• Task objective: Pull out every line in the listing below that contains the word "positive", and copy each of those lines in full.
+++ Raw data +++
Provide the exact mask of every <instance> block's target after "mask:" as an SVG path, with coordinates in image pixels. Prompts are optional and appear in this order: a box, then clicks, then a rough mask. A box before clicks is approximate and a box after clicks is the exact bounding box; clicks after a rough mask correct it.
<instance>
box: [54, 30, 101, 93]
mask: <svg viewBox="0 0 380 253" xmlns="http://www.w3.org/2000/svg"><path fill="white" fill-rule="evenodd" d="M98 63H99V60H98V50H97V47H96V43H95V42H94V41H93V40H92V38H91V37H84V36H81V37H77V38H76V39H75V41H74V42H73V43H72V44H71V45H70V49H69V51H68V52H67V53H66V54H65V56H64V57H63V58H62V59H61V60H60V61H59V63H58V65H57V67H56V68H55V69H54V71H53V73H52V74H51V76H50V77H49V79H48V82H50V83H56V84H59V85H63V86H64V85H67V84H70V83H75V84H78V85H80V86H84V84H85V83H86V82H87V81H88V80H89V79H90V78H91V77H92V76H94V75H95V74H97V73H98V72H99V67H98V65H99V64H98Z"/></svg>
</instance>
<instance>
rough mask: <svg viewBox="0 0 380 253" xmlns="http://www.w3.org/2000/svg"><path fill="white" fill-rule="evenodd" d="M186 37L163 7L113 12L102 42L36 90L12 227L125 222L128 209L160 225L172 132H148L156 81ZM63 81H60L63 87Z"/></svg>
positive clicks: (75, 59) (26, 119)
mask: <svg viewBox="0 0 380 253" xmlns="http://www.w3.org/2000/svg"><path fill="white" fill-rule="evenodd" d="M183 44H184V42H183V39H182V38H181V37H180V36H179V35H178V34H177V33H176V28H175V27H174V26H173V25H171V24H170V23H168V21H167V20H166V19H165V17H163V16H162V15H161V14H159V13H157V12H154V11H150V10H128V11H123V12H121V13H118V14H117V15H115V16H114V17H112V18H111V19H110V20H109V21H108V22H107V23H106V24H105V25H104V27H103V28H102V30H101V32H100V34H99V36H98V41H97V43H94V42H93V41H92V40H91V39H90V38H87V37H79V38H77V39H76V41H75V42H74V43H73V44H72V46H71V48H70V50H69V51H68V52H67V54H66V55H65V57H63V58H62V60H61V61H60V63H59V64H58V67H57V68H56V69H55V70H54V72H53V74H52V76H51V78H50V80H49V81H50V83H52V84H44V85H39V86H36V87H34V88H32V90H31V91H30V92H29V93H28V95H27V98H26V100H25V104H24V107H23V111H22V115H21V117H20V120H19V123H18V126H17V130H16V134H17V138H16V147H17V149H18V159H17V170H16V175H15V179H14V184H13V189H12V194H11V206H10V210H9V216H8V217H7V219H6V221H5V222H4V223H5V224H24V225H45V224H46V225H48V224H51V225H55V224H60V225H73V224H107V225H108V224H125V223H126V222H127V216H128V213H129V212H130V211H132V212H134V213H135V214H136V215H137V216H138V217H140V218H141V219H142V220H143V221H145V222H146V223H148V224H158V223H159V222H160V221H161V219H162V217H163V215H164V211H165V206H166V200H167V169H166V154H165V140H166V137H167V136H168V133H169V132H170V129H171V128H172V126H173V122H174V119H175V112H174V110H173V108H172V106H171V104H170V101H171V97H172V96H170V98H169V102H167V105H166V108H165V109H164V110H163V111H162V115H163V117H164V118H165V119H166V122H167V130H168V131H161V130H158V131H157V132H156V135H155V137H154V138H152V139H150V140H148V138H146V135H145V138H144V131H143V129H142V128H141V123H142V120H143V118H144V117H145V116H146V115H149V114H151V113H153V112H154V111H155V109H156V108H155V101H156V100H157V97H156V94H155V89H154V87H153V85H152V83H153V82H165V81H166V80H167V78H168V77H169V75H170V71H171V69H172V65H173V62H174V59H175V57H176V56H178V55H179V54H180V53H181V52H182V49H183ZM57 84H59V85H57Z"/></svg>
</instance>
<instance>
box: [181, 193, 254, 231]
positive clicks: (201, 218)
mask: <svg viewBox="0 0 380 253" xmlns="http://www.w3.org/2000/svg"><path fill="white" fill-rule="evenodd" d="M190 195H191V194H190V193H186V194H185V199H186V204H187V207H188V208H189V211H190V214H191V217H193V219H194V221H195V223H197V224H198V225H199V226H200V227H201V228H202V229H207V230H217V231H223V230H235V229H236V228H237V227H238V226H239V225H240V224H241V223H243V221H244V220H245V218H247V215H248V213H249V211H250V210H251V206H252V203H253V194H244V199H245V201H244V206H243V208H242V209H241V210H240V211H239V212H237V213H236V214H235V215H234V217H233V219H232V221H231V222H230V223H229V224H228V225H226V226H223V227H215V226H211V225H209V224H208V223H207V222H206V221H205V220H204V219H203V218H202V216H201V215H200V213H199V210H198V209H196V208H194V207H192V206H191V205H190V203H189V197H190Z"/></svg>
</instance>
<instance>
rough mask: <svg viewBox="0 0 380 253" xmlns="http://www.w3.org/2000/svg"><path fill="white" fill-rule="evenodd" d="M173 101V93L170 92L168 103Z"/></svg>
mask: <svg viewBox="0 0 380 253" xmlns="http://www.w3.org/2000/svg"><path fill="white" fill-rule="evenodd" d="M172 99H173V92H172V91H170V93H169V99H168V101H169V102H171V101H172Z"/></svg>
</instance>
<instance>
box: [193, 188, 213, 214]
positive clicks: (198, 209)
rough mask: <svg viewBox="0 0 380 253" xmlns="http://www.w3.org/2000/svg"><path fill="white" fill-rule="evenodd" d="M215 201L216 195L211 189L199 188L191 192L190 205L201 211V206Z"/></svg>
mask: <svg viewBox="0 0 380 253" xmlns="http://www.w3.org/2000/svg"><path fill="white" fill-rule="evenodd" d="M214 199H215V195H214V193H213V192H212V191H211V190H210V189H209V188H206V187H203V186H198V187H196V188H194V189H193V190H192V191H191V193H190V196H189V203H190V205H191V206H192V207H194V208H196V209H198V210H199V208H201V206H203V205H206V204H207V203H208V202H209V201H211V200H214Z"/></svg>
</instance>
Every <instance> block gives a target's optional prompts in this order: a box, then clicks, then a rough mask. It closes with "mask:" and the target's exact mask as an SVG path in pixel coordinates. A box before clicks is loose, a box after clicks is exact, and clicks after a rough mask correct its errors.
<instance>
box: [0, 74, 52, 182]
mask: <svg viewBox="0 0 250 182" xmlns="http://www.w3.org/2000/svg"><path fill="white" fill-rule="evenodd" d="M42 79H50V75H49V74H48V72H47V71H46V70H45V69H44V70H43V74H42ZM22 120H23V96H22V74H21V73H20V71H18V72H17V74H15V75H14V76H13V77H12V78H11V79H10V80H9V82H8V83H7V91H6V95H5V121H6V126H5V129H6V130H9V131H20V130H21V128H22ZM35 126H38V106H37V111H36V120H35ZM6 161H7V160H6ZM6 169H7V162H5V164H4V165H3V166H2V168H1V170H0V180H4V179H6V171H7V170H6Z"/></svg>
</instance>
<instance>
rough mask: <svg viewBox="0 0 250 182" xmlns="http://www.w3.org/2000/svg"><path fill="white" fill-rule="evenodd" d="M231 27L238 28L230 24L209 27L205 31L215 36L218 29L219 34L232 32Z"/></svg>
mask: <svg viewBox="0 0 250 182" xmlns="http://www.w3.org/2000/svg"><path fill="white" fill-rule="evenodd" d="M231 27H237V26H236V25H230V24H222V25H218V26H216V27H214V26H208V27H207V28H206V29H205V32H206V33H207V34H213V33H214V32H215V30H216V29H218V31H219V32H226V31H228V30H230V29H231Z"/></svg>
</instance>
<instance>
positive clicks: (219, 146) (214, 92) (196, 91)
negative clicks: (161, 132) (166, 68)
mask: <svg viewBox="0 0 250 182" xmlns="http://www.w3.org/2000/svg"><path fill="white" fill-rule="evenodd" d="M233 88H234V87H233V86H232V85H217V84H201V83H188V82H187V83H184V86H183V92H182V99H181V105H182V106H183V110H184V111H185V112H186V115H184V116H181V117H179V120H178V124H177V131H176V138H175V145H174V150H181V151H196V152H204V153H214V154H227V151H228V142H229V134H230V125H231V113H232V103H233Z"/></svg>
+++
• Answer section:
positive clicks: (75, 59) (26, 119)
positive clicks: (201, 218)
positive clicks: (198, 209)
positive clicks: (219, 146) (214, 92) (196, 91)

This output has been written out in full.